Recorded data
^^^^
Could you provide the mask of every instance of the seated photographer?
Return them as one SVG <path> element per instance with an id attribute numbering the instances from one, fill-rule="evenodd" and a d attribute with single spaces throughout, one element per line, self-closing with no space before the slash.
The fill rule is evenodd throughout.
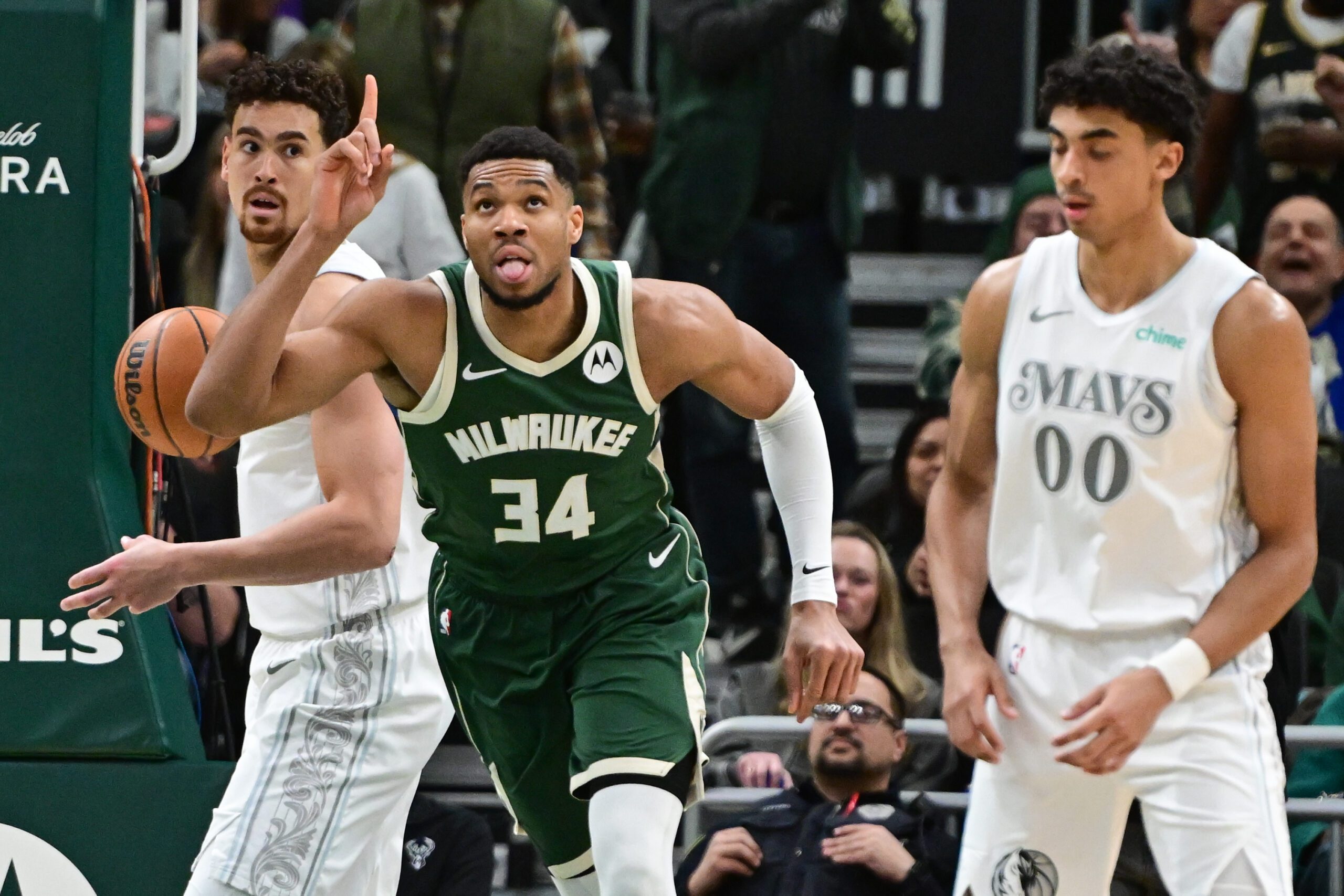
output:
<path id="1" fill-rule="evenodd" d="M 812 711 L 812 780 L 702 838 L 677 896 L 946 896 L 957 844 L 891 780 L 906 751 L 905 701 L 868 668 L 841 704 Z"/>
^^^^
_Work to be completed_
Update the records by replacing "seated photographer" with "kneeling photographer" and keeping everything else the same. Leave the pictures out of your answer.

_Full output_
Could you provide the mask of every instance of the kneeling photographer?
Return them as one SVG <path> element per instance with an id attribute numbering the instances from one, fill-rule="evenodd" and a d attribute with single spaces throughout, one element per line, self-closing with no space before the slash.
The fill rule is evenodd throughout.
output:
<path id="1" fill-rule="evenodd" d="M 812 711 L 812 780 L 702 838 L 677 896 L 946 896 L 957 844 L 891 780 L 906 751 L 905 701 L 868 668 L 841 704 Z"/>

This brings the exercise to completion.